## Data extracted from a collection
⁂
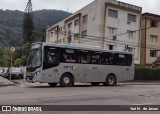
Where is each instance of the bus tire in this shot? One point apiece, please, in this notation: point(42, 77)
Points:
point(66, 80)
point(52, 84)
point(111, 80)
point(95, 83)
⁂
## What this task involves
Revise the entries by replacing "bus tire" with "bus wheel", leaving every other part unchanged and omitting the pictures.

## Worked answer
Where is each instance of the bus wheel in this shot? One point apiece, please, in this notation: point(42, 77)
Points:
point(66, 80)
point(52, 84)
point(111, 80)
point(95, 83)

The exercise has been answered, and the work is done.